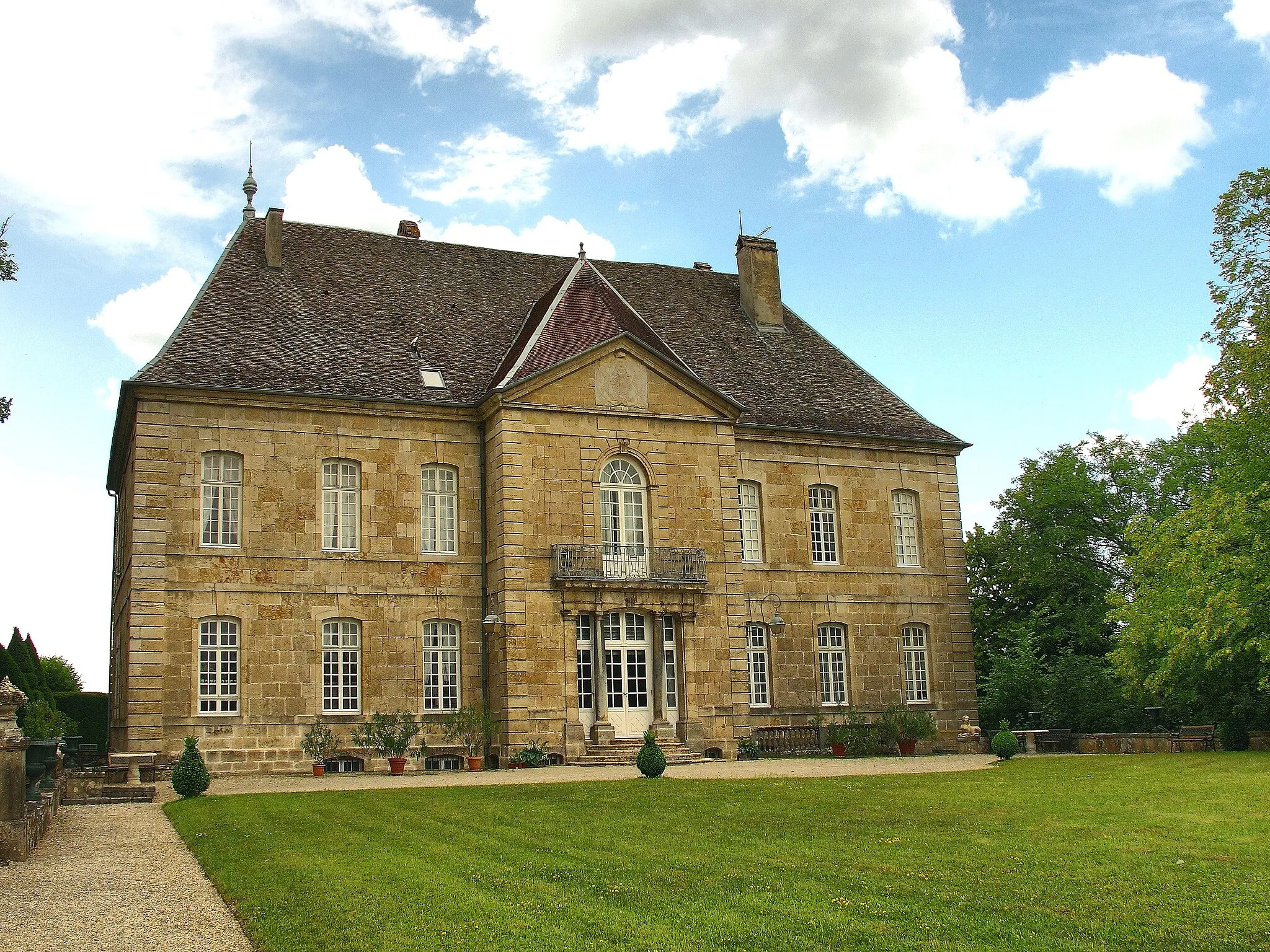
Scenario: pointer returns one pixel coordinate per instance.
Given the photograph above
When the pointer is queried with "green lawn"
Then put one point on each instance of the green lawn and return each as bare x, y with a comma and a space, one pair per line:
1150, 852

(課題):
上のすべての行から文章の部分を抜き出し、一字一句変えずに書き写してください。画像は含めないでください。

(課題の解答):
Scenario: pointer returns one pixel coordinate per instance.
Given the photograph above
When the pointer is queried with "green lawn"
Then put one point on each instance of the green lawn and return each as bare x, y with a comma and a space, one pair per line:
1150, 852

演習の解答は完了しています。